▶ **What is needed**
Carry on the press release about the Consumer Direct Holdings and DTRT Health business combination from the point where it stops.

▶ **Document section**
※ ※ ※

Filed by DTRT Health Acquisition Corp.
pursuant to Rule 425 under the Securities Act of 1933
and deemed pursuant to Rule 14a-12
under the Securities Exchange Act of 1934
Subject Company: DTRT Health Acquisition Corp.
Commission File No.: 001-40774
Date: October 20, 2022
Consumer Direct Holdings, Inc. Announces Filing of Registration Statement on Form S-4 in Connection with Its Proposed Business Combination with DTRT Health Acquisition Corp.
MISSOULA, MONTANA, October 20, 2022— Consumer Direct Holdings, Inc. (“CDH” or the “Company”), a leading provider of self-directed in-home personal care, and DTRT Health Acquisition Corp. (“DTRT”) (Nasdaq: DTRT, DTRTU, DTRTW) a publicly-traded special purpose acquisition company, announced today that a registration statement on Form S-4 (the “Registration Statement”) has been filed with the U.S. Securities and Exchange Commission (“SEC”) by Grizzly New Pubco, Inc. (“New Pubco”), a wholly owned subsidiary of DTRT, which contains a preliminary proxy statement/prospectus, in connection with CDH’s previously announced proposed business combination with DTRT. The Registration Statement provides important information about DTRT, CDH and the proposed business combination, but the Registration Statement has not yet become effective and the information contained therein is subject to change.
On September 28, 2022, CDH entered into a merger agreement with DTRT. The business combination is expected to be completed in the first quarter of 2023, subject to approval by DTRT’s stockholders, the Registration Statement being declared effective by the SEC, and other customary closing conditions. Following the business combination with DTRT, New Pubco is expected to be renamed to Consumer Direct Care Network, Inc. and its common stock and public warrants will trade on Nasdaq under the symbol “CDCN” and “CDCNW”, respectively. The transaction values CDH at a pro forma enterprise value of approximately $691 million.

※ ※ ※

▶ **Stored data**
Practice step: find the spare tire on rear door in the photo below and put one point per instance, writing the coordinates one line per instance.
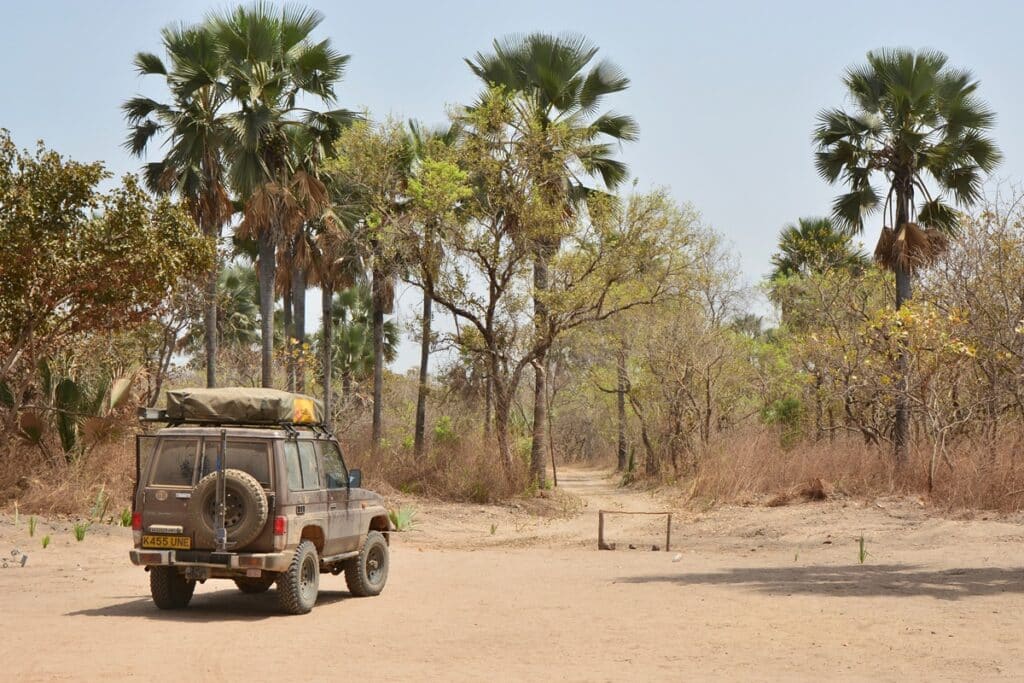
(245, 513)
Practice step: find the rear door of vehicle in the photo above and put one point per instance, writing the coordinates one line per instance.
(345, 521)
(166, 488)
(306, 500)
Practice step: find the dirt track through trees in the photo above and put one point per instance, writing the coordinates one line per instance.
(489, 593)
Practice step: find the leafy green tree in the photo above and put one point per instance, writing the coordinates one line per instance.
(436, 187)
(193, 127)
(370, 170)
(130, 251)
(270, 63)
(557, 94)
(918, 124)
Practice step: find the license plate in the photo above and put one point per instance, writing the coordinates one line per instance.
(175, 542)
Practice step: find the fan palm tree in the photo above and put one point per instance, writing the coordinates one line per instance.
(193, 126)
(270, 62)
(429, 245)
(916, 124)
(557, 93)
(814, 246)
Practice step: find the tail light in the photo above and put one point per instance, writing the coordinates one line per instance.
(136, 527)
(280, 531)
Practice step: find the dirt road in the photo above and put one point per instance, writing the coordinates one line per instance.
(486, 593)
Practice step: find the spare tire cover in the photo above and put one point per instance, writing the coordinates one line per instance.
(246, 509)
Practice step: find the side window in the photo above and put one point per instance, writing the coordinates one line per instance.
(292, 465)
(300, 461)
(175, 463)
(250, 457)
(307, 460)
(334, 466)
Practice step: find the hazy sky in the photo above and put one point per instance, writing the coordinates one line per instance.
(725, 93)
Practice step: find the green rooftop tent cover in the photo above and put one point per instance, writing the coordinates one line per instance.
(244, 404)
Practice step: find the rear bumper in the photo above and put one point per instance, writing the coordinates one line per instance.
(202, 558)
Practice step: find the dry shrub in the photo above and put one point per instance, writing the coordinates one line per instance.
(750, 466)
(466, 470)
(52, 485)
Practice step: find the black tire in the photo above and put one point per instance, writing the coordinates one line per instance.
(367, 573)
(297, 587)
(169, 589)
(246, 513)
(254, 586)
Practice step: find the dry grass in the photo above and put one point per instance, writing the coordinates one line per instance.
(466, 471)
(51, 485)
(750, 467)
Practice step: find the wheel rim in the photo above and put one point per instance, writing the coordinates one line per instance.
(307, 579)
(233, 510)
(376, 565)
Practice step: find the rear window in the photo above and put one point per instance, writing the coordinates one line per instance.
(300, 461)
(175, 463)
(250, 457)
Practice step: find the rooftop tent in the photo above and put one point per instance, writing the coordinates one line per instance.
(244, 406)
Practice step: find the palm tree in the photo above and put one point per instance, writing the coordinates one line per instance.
(337, 265)
(352, 351)
(556, 91)
(193, 125)
(429, 247)
(814, 246)
(270, 62)
(918, 124)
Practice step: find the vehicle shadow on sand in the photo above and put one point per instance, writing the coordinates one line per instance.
(856, 581)
(225, 605)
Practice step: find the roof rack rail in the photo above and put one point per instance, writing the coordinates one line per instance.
(158, 415)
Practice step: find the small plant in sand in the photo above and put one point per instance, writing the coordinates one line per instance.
(402, 518)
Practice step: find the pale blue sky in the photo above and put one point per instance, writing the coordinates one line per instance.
(725, 93)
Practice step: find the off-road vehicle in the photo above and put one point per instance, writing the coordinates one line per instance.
(249, 484)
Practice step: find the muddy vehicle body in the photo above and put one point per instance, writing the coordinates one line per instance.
(259, 504)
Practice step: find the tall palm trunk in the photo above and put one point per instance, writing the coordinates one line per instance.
(328, 324)
(286, 310)
(503, 407)
(210, 322)
(421, 395)
(901, 428)
(377, 296)
(265, 276)
(621, 388)
(539, 450)
(298, 326)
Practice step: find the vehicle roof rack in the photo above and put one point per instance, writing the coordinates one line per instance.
(159, 415)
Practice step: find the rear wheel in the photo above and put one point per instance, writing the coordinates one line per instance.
(169, 589)
(367, 573)
(253, 585)
(298, 586)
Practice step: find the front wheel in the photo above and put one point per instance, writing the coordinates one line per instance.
(298, 586)
(169, 589)
(367, 573)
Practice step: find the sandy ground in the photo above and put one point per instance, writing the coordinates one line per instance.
(500, 593)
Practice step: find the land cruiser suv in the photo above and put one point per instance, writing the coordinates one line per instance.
(248, 484)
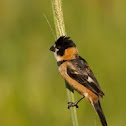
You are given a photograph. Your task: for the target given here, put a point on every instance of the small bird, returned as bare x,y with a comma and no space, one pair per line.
78,75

※ ※ ※

▶ **Result of the task**
About CDH
CDH is a leading national provider of self-directed in-home personal solutions, primarily focused on non-medical personal care for long-term aging and disability clients. CDH provides services under agreements with state Medicaid agencies, federal Veterans Administration providers, local government agencies, managed care organizations, commercial insurers and private individuals. CDH believes that care provided in the home generally costs less than facility-based care and is preferred by clients and their families. CDH believes that self-directed care also provides significant value to state Medicaid agencies and managed care organizations, including lower cost of services and higher satisfaction rates versus care in a facility or through a traditional home care agency. CDH’s expertise and experience provides competitive advantages when responding to requests for proposals and in creating unique program attributes required by some payors.
About DTRT Health Acquisition Corp.
DTRT Health Acquisition Corp. is a special purpose acquisition company formed for the purpose of entering into a business combination. Its objective is to acquire a healthcare company that is poised for rapid growth amid today’s evolving healthcare landscape and that will capitalize on the fragmented nature of the industry to drive accretive consolidation. Its securities are listed on Nasdaq under the tickers “DTRT,” “DTRTU” and “DTRTW.” DTRT is led by Mark Heaney, Chief Executive Officer and Executive Chairman, Arion Robbins, Chief Operating Officer and Don Klink, Chief Financial Officer.